[Document passage]:
Marius Paun | London, UK | Senior dealer | Friday, 20th March 2020
World Markets plunged further despite aggressive monetary and fiscal easing policies
On Sunday evening, the US Federal Reserve cut interest rates for the second time in less than two weeks in response to coronavirus effects on the economic outlook. It was an emergency move which took the benchmark rate down by 100 basis point from 1.25% to 0.25%. In addition, the US central bank also promised to expand holdings of treasury securities by $500 billion and mortgage backed securities by $200 billion.
They coordinated with six other central banks to lower dollar liquidity swaps. Chair Jerome Powell said rates will stay low for as long as necessary and reiterated that negative rates in the US are not appropriate. On the other hand, negotiations are underway in the Congress for a stimulus package potentially worth $1 trillion which could include sending $1,000 per person in the coming weeks. Unfortunately, the US markets continued to fall sharply with Dow even dipping below 20,000 after trading above 29,000 last month.

[Dataset records]:

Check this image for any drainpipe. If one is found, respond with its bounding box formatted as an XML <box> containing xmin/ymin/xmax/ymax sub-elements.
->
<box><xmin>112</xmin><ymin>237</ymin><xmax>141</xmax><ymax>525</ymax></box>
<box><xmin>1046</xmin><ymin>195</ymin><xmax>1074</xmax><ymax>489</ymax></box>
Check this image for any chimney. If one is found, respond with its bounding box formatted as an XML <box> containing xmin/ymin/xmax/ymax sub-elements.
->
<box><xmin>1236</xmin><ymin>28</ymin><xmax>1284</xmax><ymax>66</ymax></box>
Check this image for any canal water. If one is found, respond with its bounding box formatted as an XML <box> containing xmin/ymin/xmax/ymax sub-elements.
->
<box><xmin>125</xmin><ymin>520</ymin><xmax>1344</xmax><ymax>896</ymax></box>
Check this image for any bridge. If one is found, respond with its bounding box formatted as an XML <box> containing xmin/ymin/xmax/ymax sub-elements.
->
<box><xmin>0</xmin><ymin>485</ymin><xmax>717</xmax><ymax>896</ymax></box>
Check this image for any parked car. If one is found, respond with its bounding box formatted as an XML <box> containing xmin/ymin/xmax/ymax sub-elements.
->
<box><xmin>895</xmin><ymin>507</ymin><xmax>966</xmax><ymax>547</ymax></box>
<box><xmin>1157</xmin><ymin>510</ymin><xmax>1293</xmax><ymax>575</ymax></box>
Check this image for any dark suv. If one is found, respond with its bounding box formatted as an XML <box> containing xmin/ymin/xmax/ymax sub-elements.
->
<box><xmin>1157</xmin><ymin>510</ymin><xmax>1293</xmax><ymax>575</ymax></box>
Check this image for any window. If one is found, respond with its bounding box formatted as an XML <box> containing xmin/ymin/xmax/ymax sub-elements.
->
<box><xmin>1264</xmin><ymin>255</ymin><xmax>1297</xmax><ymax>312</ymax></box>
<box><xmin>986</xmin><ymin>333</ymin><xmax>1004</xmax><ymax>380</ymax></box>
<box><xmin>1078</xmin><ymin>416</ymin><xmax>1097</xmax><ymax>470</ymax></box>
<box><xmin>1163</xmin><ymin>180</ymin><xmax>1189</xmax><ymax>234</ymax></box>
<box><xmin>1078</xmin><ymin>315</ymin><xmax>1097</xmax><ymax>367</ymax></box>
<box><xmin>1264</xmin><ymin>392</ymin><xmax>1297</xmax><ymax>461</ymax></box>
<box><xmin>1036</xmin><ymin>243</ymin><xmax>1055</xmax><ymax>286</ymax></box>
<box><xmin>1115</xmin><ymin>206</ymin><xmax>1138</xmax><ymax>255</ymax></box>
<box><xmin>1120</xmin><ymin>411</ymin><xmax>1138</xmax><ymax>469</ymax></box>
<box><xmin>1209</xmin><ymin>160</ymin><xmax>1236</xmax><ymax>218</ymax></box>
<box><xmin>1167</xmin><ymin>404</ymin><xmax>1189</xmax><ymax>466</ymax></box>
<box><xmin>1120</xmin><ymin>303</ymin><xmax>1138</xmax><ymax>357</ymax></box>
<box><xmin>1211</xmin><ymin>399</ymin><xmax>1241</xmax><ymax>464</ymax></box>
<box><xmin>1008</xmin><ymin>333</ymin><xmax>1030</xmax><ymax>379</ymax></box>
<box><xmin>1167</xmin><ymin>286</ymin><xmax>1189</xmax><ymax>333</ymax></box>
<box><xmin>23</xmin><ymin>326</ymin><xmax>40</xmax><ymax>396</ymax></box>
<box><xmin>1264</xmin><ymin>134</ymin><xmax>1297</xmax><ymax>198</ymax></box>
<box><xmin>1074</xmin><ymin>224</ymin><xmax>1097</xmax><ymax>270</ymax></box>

[Exercise description]:
Answer these from the market update:
1. To what level did the US Federal Reserve cut its benchmark rate?
2. By how much did the US central bank promise to expand its holdings of mortgage backed securities?
3. How much per person might the stimulus package being negotiated in Congress send?
You won't need the records for this.

[Solved exercise]:
1. 0.25%
2. $200 billion
3. $1,000